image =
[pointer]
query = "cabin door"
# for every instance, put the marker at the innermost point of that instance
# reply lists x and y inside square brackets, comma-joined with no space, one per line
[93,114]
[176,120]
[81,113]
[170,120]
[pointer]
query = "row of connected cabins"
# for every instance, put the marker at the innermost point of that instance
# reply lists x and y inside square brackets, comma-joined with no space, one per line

----------------

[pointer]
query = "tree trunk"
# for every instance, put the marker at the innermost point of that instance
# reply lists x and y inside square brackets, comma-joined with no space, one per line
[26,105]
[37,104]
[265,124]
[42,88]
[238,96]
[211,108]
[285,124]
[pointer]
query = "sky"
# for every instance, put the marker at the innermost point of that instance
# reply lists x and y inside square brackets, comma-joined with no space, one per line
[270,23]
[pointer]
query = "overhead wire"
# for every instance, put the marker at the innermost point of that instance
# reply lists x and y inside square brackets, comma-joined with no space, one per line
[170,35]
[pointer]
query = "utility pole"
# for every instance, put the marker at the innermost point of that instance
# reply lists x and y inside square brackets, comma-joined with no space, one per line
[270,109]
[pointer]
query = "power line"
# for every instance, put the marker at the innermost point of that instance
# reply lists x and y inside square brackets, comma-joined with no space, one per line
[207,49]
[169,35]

----------------

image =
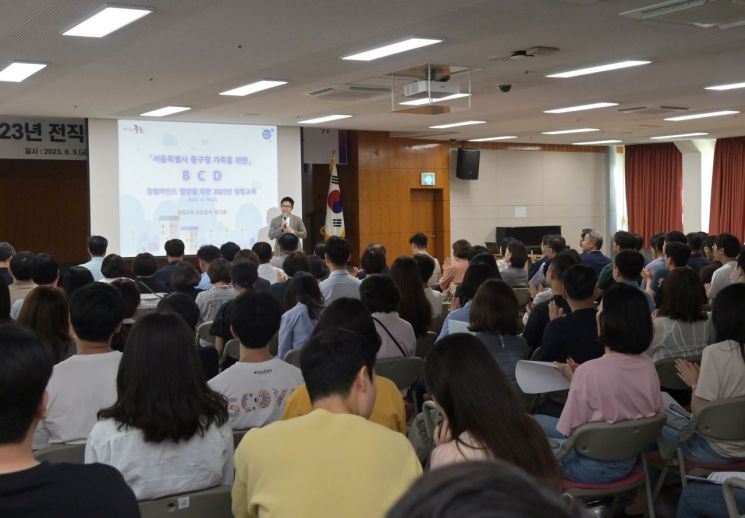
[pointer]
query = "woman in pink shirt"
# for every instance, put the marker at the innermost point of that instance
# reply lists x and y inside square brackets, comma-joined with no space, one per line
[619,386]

----------------

*WORK TO COMPLETE*. From the data above, copy every line that contains the string "query". Treat uppercase and lowercase letters as different.

*EXERCISE SOLUTION*.
query = "cabin door"
query = "row of connected cabins"
query = "tree trunk"
query = "sky"
query = "overhead wire"
query = "utility pole"
query = "power line"
query = "woman in pink shirt"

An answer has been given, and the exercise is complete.